* [EXERCISE DETAILS]
Whenever a line in the listing contains "dirt", copy that line.

*** Opening RECORDS TO USE ***

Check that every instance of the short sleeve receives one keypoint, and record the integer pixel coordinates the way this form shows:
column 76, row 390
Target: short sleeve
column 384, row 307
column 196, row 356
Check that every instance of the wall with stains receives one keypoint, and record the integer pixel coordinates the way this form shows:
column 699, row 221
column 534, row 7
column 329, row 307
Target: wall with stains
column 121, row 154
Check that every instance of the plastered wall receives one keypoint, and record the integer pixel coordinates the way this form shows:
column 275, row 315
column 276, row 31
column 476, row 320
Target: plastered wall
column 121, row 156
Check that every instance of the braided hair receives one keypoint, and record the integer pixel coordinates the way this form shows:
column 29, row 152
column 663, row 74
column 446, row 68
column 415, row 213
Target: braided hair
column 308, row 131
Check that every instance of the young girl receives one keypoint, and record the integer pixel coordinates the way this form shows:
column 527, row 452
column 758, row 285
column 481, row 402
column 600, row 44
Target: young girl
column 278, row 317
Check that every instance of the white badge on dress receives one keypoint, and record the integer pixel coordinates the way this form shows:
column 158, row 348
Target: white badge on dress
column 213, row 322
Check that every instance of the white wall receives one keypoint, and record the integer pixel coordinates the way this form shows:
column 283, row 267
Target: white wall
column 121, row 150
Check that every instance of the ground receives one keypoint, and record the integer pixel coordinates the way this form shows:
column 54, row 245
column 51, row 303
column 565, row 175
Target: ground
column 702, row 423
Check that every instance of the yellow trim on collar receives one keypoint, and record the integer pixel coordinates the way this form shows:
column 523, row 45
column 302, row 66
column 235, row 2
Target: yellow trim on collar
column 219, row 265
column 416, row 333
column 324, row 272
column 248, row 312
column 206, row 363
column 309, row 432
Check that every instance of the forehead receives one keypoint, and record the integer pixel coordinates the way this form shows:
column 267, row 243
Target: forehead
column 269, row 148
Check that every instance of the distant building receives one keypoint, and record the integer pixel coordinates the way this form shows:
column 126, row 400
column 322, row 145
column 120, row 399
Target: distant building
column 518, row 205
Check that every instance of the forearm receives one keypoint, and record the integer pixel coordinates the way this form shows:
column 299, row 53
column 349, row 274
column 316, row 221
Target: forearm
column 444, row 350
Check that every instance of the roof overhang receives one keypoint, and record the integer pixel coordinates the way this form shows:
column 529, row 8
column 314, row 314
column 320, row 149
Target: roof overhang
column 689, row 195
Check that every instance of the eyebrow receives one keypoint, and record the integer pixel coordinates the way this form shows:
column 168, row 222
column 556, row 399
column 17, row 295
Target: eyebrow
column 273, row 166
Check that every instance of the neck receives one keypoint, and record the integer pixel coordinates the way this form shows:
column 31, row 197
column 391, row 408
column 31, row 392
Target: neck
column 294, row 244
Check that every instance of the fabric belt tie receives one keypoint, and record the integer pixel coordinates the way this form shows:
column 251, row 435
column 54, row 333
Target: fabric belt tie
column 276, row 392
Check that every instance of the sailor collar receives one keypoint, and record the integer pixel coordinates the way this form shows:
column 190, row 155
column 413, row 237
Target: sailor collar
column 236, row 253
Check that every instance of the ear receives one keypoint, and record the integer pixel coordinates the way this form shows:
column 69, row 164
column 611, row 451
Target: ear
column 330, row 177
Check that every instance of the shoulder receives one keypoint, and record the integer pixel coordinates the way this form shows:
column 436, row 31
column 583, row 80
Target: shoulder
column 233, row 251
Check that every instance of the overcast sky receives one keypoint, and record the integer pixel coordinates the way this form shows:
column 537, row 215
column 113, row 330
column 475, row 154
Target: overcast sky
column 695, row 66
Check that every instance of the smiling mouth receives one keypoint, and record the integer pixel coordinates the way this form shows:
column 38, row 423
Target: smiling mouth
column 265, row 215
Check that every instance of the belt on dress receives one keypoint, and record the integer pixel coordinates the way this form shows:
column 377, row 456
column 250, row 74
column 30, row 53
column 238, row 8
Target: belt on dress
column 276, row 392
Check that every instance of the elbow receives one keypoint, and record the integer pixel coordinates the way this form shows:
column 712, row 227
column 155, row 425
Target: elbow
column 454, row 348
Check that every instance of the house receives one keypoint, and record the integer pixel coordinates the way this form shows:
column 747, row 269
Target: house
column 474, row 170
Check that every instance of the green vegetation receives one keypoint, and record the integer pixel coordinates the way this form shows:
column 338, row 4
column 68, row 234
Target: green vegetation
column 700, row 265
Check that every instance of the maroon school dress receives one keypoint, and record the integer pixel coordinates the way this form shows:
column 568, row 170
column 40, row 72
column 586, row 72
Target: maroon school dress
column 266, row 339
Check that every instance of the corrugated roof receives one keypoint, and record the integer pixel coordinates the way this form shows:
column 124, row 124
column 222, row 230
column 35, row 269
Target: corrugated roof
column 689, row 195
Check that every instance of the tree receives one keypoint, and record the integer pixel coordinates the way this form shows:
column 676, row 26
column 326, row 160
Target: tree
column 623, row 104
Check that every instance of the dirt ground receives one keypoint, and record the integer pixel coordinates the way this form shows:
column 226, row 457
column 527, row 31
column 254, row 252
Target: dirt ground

*** Closing RECORDS TO USE ***

* [EXERCISE ANSWER]
Check that every instance of the dirt ground receives one keypoint, and record the integer pixel coordinates the way this form shows:
Target: dirt ground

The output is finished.